Although the records contain pictures, only their text should be set down, exactly as written.

* * *

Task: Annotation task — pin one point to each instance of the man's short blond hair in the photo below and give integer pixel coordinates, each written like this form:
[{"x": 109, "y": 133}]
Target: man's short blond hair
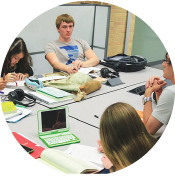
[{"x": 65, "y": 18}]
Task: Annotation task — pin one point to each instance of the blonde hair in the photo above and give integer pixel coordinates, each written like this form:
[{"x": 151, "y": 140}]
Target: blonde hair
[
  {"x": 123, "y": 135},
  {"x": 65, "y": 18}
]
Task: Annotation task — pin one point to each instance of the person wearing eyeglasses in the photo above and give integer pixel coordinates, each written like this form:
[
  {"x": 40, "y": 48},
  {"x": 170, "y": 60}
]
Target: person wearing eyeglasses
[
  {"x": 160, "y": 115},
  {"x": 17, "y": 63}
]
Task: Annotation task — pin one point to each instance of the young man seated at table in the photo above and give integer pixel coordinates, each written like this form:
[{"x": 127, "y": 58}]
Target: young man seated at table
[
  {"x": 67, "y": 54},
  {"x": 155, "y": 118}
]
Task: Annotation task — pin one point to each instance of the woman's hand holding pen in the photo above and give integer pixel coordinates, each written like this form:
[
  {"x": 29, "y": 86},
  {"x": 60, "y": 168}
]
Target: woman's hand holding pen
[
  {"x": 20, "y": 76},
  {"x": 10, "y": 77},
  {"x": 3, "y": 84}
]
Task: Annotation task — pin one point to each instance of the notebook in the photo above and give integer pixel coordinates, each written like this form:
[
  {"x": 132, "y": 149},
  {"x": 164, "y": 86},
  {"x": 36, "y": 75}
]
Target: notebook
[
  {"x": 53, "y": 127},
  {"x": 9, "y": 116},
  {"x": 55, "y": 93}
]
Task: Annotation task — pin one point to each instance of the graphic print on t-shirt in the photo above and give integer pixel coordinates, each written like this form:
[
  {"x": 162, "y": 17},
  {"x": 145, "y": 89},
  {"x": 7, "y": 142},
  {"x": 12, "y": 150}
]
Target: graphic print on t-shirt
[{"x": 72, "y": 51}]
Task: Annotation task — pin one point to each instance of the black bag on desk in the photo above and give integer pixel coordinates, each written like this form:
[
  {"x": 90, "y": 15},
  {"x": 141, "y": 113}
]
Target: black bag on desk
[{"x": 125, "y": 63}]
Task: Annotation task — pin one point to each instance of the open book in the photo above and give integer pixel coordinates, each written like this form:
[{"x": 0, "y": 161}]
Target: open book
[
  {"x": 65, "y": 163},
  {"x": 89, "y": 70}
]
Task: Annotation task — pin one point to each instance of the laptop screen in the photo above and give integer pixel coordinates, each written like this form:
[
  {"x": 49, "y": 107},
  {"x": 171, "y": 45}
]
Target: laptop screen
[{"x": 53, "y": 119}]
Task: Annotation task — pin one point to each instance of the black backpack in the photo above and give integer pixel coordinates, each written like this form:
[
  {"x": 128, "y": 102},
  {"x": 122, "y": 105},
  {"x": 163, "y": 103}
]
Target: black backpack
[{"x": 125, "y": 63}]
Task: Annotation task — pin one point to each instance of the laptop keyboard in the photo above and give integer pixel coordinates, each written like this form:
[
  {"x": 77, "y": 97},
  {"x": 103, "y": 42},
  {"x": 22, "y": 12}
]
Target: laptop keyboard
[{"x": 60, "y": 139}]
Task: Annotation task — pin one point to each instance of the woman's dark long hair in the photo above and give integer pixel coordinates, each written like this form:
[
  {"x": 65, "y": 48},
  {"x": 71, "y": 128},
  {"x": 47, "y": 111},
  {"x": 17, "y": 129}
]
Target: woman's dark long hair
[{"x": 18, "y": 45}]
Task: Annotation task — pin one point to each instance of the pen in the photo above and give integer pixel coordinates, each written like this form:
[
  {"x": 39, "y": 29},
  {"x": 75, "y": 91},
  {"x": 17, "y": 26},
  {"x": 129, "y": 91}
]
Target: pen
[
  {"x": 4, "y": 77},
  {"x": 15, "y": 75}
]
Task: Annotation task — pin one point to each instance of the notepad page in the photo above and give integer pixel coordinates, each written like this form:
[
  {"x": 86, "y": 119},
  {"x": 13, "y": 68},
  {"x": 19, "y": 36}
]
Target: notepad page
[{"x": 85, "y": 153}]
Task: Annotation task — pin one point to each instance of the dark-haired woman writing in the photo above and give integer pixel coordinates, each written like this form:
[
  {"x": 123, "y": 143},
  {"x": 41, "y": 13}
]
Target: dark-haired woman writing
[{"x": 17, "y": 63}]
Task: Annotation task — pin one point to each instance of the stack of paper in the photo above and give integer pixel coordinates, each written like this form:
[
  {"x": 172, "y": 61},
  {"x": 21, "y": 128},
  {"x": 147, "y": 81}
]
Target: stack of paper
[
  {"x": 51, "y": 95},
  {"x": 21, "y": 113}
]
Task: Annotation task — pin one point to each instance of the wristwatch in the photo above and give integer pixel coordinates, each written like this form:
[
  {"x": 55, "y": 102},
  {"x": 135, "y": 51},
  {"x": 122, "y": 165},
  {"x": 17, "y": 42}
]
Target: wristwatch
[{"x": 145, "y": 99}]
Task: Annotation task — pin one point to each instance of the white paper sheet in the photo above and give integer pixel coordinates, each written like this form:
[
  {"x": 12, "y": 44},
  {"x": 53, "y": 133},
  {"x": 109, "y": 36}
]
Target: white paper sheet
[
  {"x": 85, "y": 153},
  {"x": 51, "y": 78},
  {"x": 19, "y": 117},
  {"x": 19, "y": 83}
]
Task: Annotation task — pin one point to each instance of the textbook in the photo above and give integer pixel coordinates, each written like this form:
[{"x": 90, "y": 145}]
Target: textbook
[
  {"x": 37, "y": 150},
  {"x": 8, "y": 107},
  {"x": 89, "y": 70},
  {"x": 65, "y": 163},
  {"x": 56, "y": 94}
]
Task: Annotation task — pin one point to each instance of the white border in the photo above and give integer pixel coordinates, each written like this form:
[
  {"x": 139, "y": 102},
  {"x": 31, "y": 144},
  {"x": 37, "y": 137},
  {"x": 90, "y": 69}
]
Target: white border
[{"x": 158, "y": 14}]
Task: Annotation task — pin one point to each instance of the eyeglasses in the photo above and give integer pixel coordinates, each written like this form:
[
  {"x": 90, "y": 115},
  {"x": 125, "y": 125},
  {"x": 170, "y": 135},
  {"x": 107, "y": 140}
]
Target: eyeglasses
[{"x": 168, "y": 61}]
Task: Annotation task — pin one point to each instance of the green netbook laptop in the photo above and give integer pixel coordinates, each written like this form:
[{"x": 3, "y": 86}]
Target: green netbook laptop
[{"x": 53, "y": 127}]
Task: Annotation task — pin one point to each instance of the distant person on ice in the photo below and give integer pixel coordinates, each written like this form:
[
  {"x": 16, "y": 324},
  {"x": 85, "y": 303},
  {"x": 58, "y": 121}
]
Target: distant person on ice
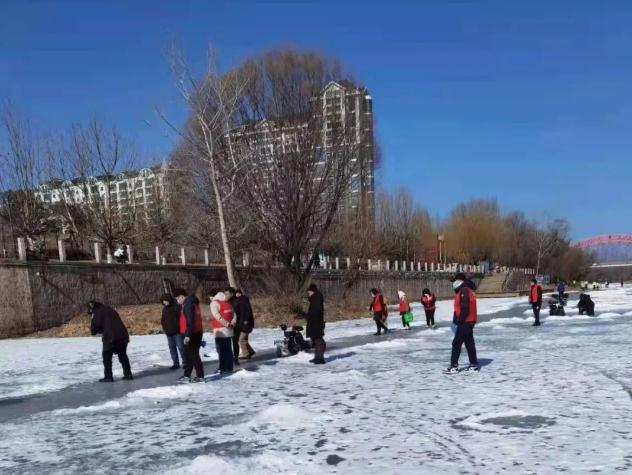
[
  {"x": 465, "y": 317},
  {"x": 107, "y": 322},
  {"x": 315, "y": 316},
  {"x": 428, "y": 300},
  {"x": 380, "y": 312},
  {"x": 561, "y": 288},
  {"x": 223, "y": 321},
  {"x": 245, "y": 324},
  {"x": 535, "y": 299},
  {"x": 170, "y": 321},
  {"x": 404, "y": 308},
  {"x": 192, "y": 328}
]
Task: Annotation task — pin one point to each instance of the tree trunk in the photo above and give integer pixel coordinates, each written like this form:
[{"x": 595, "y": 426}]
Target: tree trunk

* * *

**Task response:**
Task: Annotation task — pin one point to each instance of the man's short blond hair in the photo below and give integer pixel coordinates, each written like this form:
[{"x": 109, "y": 133}]
Target: man's short blond hair
[{"x": 65, "y": 18}]
Task: Annotation task — pin one point to each instance of the blonde hair in the photo above and give integer pixel coordinates, each written like this form:
[{"x": 151, "y": 140}]
Target: blonde hair
[
  {"x": 123, "y": 135},
  {"x": 65, "y": 18}
]
Task: Annotation task — pin one point to each instance of the person wearing eyeglasses in the photo above and give integer pixel coordinates, each written like this form:
[
  {"x": 40, "y": 48},
  {"x": 170, "y": 60}
]
Target: person wearing eyeglasses
[
  {"x": 160, "y": 115},
  {"x": 17, "y": 63}
]
Task: Annotation task — pin one point to each instance of the young man seated at table in the photo above and give integer pixel coordinates, each written like this form:
[{"x": 127, "y": 58}]
Target: young man seated at table
[
  {"x": 67, "y": 54},
  {"x": 155, "y": 118}
]
Task: Annotation task — pin one point to each instance of the woman's hand holding pen in the photo above and give integer pixel coordinates, each written like this form:
[
  {"x": 29, "y": 86},
  {"x": 60, "y": 168}
]
Target: woman's hand holding pen
[
  {"x": 20, "y": 76},
  {"x": 10, "y": 77},
  {"x": 3, "y": 84}
]
Task: Annotation task — pin one point to each instance of the notebook in the photo above and give integer pixel coordinates, each written like this form:
[
  {"x": 132, "y": 149},
  {"x": 164, "y": 86},
  {"x": 36, "y": 75}
]
Target: notebook
[
  {"x": 53, "y": 127},
  {"x": 9, "y": 116},
  {"x": 55, "y": 93}
]
Task: Annotation task — pin one point to each instance of the graphic print on t-shirt in the photo above and give integer pixel coordinates, each written like this form:
[
  {"x": 162, "y": 17},
  {"x": 145, "y": 89},
  {"x": 7, "y": 142},
  {"x": 12, "y": 150}
]
Target: graphic print on t-shirt
[{"x": 72, "y": 51}]
Task: Annotation task — pin one point to each instance of the black bag on desk in the photo above and give integer pixel coordinates, each written like this form:
[
  {"x": 90, "y": 15},
  {"x": 141, "y": 113}
]
Target: black bag on desk
[{"x": 125, "y": 63}]
Task: Annotation task — pin one point to each instance of the open book in the photo above and give integer pixel coordinates, each written like this form:
[{"x": 0, "y": 161}]
Target: open book
[
  {"x": 65, "y": 163},
  {"x": 89, "y": 70}
]
Task: Annotation task — pin one point to each instance of the laptop screen in the photo above and give integer pixel coordinates, each written like this form:
[
  {"x": 49, "y": 107},
  {"x": 171, "y": 45}
]
Target: laptop screen
[{"x": 53, "y": 119}]
Task: Annotation task — pin one point to each instance of the black backpack in the photo above and give integer pixel coordinates, each written like this form:
[
  {"x": 128, "y": 102},
  {"x": 122, "y": 105},
  {"x": 163, "y": 103}
]
Target: black backpack
[{"x": 125, "y": 63}]
Task: Annotation task — pin one point to each instance of the laptop keyboard in the photo above and give integer pixel coordinates, each written like this form:
[
  {"x": 77, "y": 97},
  {"x": 103, "y": 42},
  {"x": 22, "y": 12}
]
Target: laptop keyboard
[{"x": 60, "y": 139}]
Task: Annotation task — pin one point to each instance of the woman's dark long hair in the photo above and give integer pixel coordinates, each written like this form:
[
  {"x": 65, "y": 48},
  {"x": 71, "y": 128},
  {"x": 47, "y": 111},
  {"x": 17, "y": 129}
]
Target: woman's dark long hair
[{"x": 18, "y": 45}]
Task: Annotation task — pin one point to each instance of the pen in the photo above and give integer pixel coordinates, each written like this form:
[
  {"x": 39, "y": 29},
  {"x": 75, "y": 91},
  {"x": 17, "y": 26},
  {"x": 129, "y": 91}
]
Target: pen
[
  {"x": 4, "y": 77},
  {"x": 15, "y": 75}
]
Task: Annotation task — pin one point to each instance of the notepad page in the photo above and give integer pixel coordinates, each written like this form:
[
  {"x": 86, "y": 119},
  {"x": 13, "y": 68},
  {"x": 19, "y": 36}
]
Target: notepad page
[{"x": 85, "y": 153}]
Task: Annotation task — pin one point to each instance of the dark-haired woman writing in the photo above and give integer pixel coordinates, each written like this form:
[
  {"x": 123, "y": 143},
  {"x": 41, "y": 13}
]
Target: dark-haired woman writing
[{"x": 17, "y": 63}]
Task: Annotation task — pin one point to each instance of the stack of paper in the photo above and give integer pixel coordinates, each written like this form:
[
  {"x": 172, "y": 61},
  {"x": 21, "y": 128},
  {"x": 147, "y": 81}
]
Target: stack of paper
[
  {"x": 51, "y": 95},
  {"x": 21, "y": 113}
]
Task: Annotation task — pin one point to each instance of the wristwatch in the photo above and give integer pixel coordinates, each written like this form:
[
  {"x": 55, "y": 102},
  {"x": 135, "y": 51},
  {"x": 122, "y": 165},
  {"x": 17, "y": 42}
]
Target: wristwatch
[{"x": 145, "y": 99}]
Task: Annotation task — pin one point to each instance of the white paper sheet in the photo above and give integer pixel coordinates, each written like this form:
[
  {"x": 12, "y": 44},
  {"x": 53, "y": 133},
  {"x": 109, "y": 36}
]
Target: white paper sheet
[
  {"x": 85, "y": 153},
  {"x": 51, "y": 78},
  {"x": 19, "y": 117},
  {"x": 19, "y": 83}
]
Task: Annotation task — pin one point to each instance of the textbook in the photo above and give integer pixel coordinates, each written like this form:
[{"x": 90, "y": 145}]
Target: textbook
[
  {"x": 37, "y": 150},
  {"x": 8, "y": 107},
  {"x": 89, "y": 70},
  {"x": 65, "y": 163},
  {"x": 56, "y": 94}
]
Task: Annotation task — pin one point to each instance of the white border in the photo above and give integer pixel coordinates, each written like this form:
[
  {"x": 139, "y": 102},
  {"x": 31, "y": 144},
  {"x": 37, "y": 137},
  {"x": 90, "y": 69}
]
Target: white border
[{"x": 158, "y": 14}]
Task: Annotation task — pin one point to each instance of the eyeglasses in the photo above and give integer pixel coordinates, each written like this form:
[
  {"x": 90, "y": 115},
  {"x": 125, "y": 125},
  {"x": 170, "y": 135},
  {"x": 107, "y": 140}
]
Target: eyeglasses
[{"x": 168, "y": 61}]
Task: Annotation task — pin one point to each instance of the green netbook laptop in the photo above and give integer pixel coordinates, each written like this form:
[{"x": 3, "y": 86}]
Target: green netbook laptop
[{"x": 53, "y": 127}]
Task: Annotation task — pin one point to each instance of the distant person on ice in the photo below and give integer pixel coordinates, each written like this form:
[
  {"x": 16, "y": 324},
  {"x": 85, "y": 303},
  {"x": 58, "y": 121}
]
Target: distant person on ice
[
  {"x": 465, "y": 317},
  {"x": 107, "y": 322},
  {"x": 315, "y": 316},
  {"x": 428, "y": 300},
  {"x": 380, "y": 312},
  {"x": 561, "y": 288},
  {"x": 223, "y": 321},
  {"x": 245, "y": 324},
  {"x": 535, "y": 299},
  {"x": 170, "y": 321},
  {"x": 404, "y": 308},
  {"x": 192, "y": 328}
]
Task: Annotation task — pin one point to each instance of the tree trunk in the photo above and give integer pixel coordinates, each written like this form:
[{"x": 595, "y": 426}]
Target: tree trunk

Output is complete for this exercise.